%%

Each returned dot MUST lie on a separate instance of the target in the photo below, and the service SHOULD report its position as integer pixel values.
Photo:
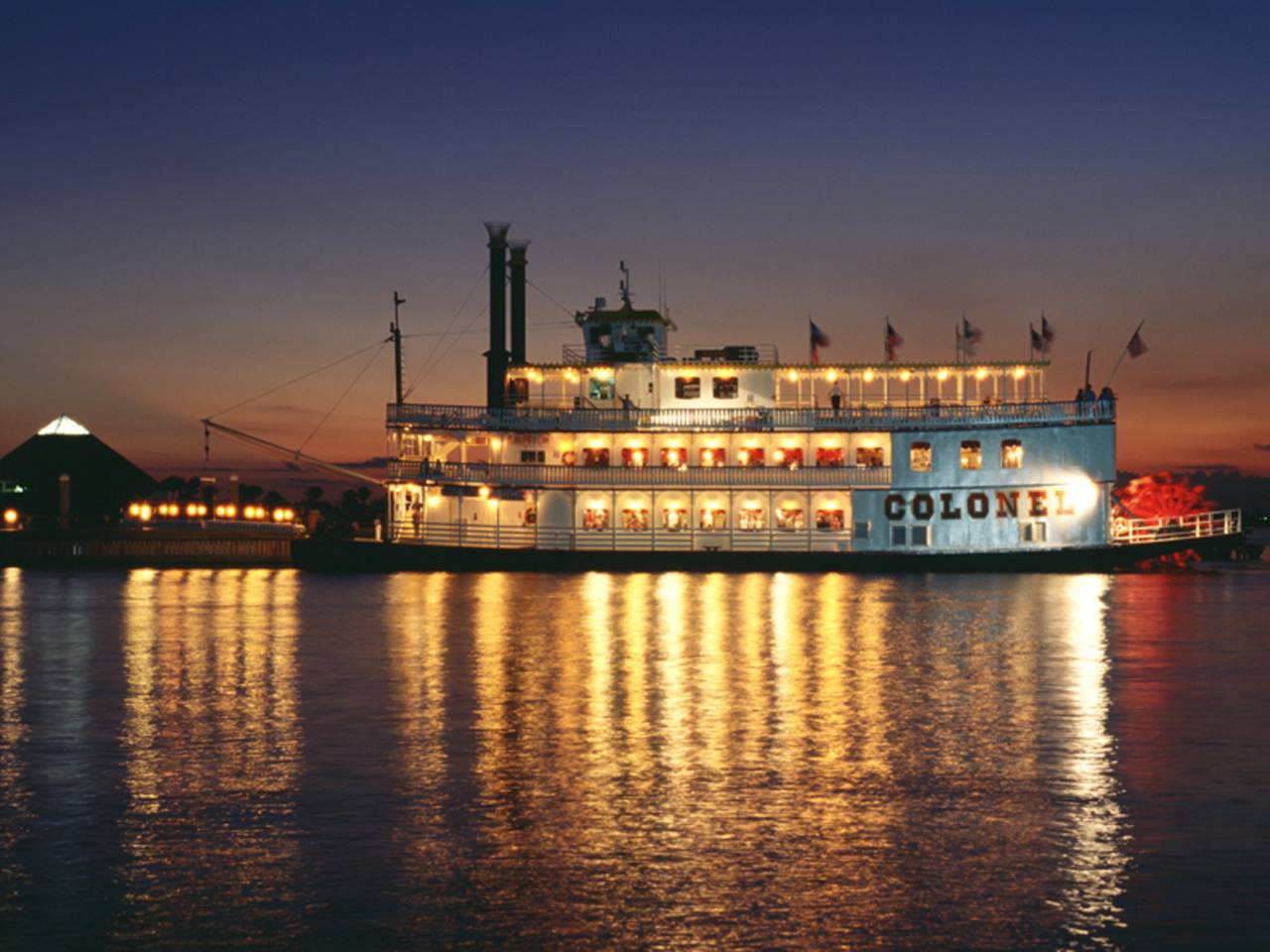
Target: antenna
(395, 329)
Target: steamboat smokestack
(518, 249)
(495, 361)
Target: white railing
(625, 476)
(1137, 532)
(749, 419)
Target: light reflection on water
(590, 761)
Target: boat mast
(395, 330)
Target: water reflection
(786, 760)
(212, 756)
(16, 812)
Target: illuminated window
(789, 457)
(1011, 454)
(725, 388)
(829, 520)
(829, 456)
(869, 456)
(920, 456)
(714, 520)
(688, 388)
(675, 520)
(1033, 531)
(635, 520)
(971, 454)
(790, 520)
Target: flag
(1137, 347)
(1047, 331)
(970, 334)
(893, 340)
(818, 339)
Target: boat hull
(380, 556)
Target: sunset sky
(199, 204)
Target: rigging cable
(423, 367)
(347, 390)
(296, 380)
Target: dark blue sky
(198, 204)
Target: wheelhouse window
(634, 457)
(725, 388)
(675, 520)
(829, 456)
(1011, 454)
(920, 456)
(790, 518)
(635, 520)
(712, 456)
(829, 520)
(869, 456)
(714, 518)
(675, 456)
(971, 454)
(688, 388)
(789, 457)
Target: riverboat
(630, 451)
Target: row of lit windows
(715, 520)
(920, 457)
(677, 457)
(690, 388)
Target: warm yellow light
(1082, 493)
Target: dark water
(194, 760)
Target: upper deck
(749, 419)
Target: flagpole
(1120, 358)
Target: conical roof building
(102, 481)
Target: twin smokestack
(498, 357)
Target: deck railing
(749, 419)
(686, 477)
(1135, 532)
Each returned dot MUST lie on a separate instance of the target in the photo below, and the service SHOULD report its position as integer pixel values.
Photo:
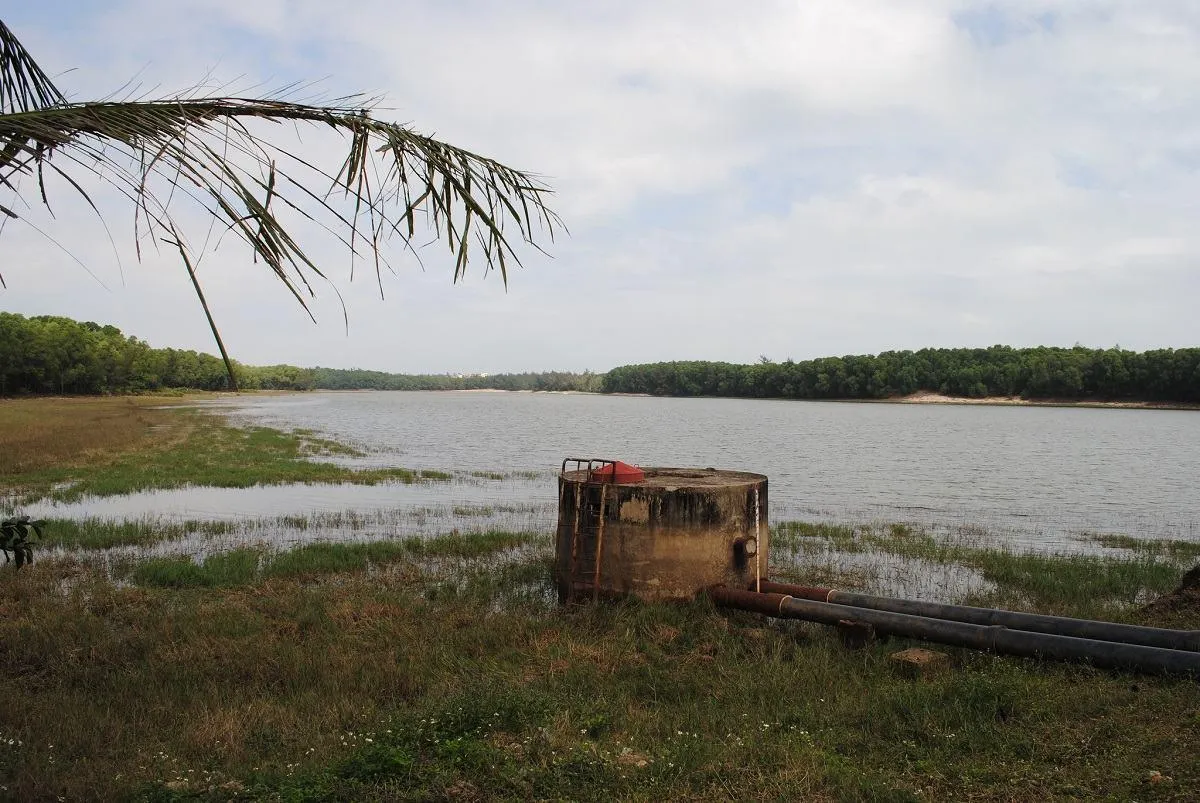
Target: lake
(1037, 475)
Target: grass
(105, 533)
(65, 449)
(408, 683)
(435, 669)
(247, 565)
(1089, 586)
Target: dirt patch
(1181, 607)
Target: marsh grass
(1090, 586)
(245, 567)
(105, 533)
(405, 684)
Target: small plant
(17, 535)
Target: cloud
(787, 178)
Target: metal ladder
(587, 529)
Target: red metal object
(617, 472)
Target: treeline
(49, 354)
(1068, 373)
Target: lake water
(1038, 475)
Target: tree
(214, 153)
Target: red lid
(618, 472)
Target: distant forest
(47, 354)
(1050, 373)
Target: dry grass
(365, 688)
(37, 433)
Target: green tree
(215, 153)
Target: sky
(781, 179)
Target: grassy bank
(67, 448)
(442, 669)
(396, 667)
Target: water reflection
(1038, 478)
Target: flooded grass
(106, 533)
(442, 667)
(970, 567)
(243, 567)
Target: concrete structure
(669, 535)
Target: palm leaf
(220, 154)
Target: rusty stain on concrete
(667, 537)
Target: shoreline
(919, 397)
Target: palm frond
(23, 85)
(219, 153)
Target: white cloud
(781, 178)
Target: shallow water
(1037, 477)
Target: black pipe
(976, 636)
(1061, 625)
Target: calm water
(1035, 474)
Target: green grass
(311, 561)
(103, 533)
(1065, 583)
(448, 672)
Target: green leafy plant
(18, 535)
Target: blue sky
(792, 179)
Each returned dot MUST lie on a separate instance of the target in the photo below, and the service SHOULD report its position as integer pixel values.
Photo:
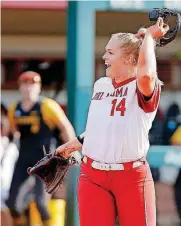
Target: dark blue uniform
(36, 128)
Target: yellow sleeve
(52, 113)
(11, 117)
(176, 137)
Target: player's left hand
(159, 29)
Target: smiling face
(114, 58)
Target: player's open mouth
(107, 66)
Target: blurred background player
(8, 157)
(35, 118)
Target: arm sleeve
(52, 113)
(11, 118)
(176, 137)
(149, 104)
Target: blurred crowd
(166, 130)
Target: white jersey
(119, 120)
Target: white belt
(111, 166)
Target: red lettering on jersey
(118, 107)
(112, 94)
(125, 92)
(98, 96)
(119, 92)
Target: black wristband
(80, 139)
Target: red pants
(128, 194)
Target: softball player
(115, 178)
(35, 118)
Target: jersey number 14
(120, 106)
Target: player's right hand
(159, 29)
(66, 149)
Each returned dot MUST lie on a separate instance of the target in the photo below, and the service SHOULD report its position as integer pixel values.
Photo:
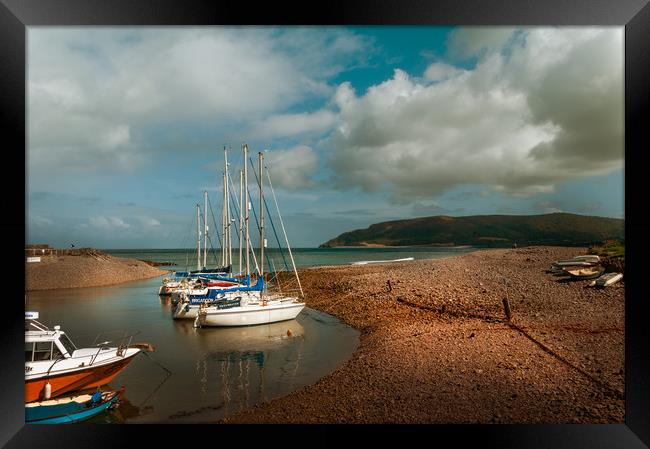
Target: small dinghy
(607, 279)
(585, 272)
(71, 409)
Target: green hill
(486, 230)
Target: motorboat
(54, 365)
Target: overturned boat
(69, 409)
(585, 272)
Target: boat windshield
(67, 344)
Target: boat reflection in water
(240, 366)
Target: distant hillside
(486, 230)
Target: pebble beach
(91, 269)
(436, 345)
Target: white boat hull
(250, 315)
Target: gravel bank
(436, 347)
(88, 270)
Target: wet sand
(87, 270)
(436, 347)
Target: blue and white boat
(188, 304)
(71, 409)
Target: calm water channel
(195, 375)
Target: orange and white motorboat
(55, 366)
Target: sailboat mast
(248, 267)
(198, 237)
(261, 160)
(227, 200)
(205, 228)
(241, 215)
(223, 223)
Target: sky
(127, 126)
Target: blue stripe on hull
(66, 413)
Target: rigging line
(293, 262)
(215, 221)
(268, 213)
(261, 243)
(234, 202)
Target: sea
(280, 259)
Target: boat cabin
(44, 344)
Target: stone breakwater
(89, 269)
(436, 346)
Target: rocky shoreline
(436, 346)
(87, 269)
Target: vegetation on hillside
(487, 230)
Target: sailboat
(247, 310)
(184, 281)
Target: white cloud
(466, 42)
(440, 71)
(95, 93)
(511, 124)
(148, 221)
(292, 168)
(285, 125)
(107, 223)
(40, 221)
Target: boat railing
(122, 341)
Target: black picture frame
(634, 15)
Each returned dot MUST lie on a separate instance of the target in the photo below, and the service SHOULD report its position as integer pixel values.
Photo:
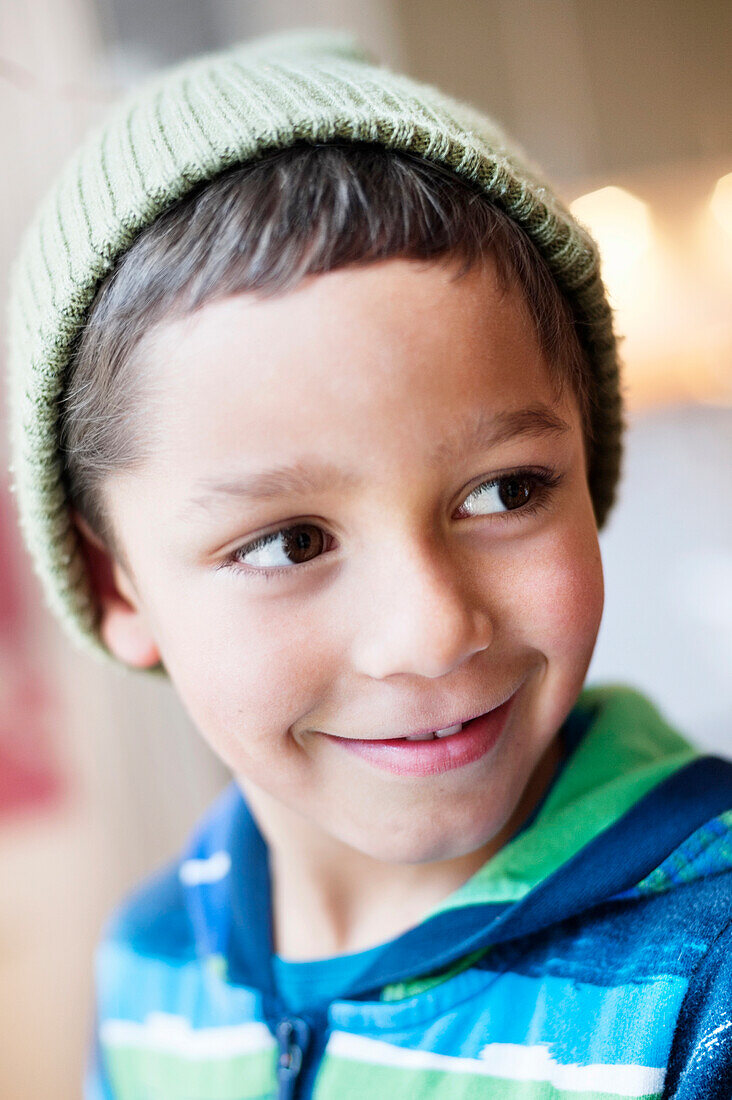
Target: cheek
(563, 593)
(247, 675)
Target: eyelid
(547, 477)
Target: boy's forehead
(312, 474)
(290, 381)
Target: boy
(316, 411)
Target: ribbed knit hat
(188, 124)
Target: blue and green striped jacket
(589, 959)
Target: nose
(421, 616)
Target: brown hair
(263, 227)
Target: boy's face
(419, 598)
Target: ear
(122, 624)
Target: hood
(635, 809)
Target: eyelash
(544, 481)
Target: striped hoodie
(589, 959)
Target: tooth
(448, 730)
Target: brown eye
(303, 542)
(290, 546)
(514, 492)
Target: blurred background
(626, 105)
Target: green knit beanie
(186, 125)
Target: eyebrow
(481, 431)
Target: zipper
(293, 1035)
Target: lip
(430, 758)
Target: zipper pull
(293, 1036)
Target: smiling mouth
(427, 735)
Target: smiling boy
(351, 510)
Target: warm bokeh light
(621, 224)
(721, 202)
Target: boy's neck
(329, 899)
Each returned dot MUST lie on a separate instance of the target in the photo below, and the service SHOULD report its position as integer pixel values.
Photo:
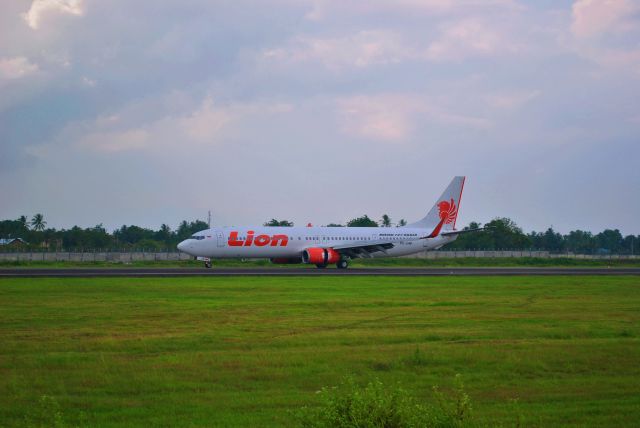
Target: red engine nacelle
(320, 256)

%%

# TASK DESCRIPTION
Reproduce only the lines starting at the one that contains "Target: brown hair" and ending at the last line of the material, both included, with the requests kept as they are and every coordinate in the answers multiplied by 2.3 and rounded to a whole number, halves rounded up. Omit the pictures from your answer.

# ANSWER TO THE PROBLEM
Target: brown hair
(605, 522)
Target: boy's face
(964, 1375)
Target: ear
(281, 1435)
Target: hood
(1461, 1861)
Target: eyelash
(1251, 1106)
Target: striped hoodie
(1355, 2206)
Target: tooth
(1030, 1679)
Target: brown eye
(697, 1247)
(667, 1256)
(1182, 1132)
Target: blurred background
(1440, 242)
Target: green knit beanie
(428, 288)
Target: eyebrow
(1106, 991)
Target: zipper
(674, 2381)
Target: lip
(989, 1743)
Target: zipper pull
(674, 2383)
Target: smiling mouth
(982, 1691)
Target: smiling boy
(807, 1173)
Target: warm bokeh light
(1428, 515)
(1658, 465)
Target: boy's neck
(757, 2068)
Each returned dot MUST lie on a separate instance of the target in the photo below, and the service SHOULD report its position as integer pixel values.
Photo:
Target: red engine nacelle
(736, 589)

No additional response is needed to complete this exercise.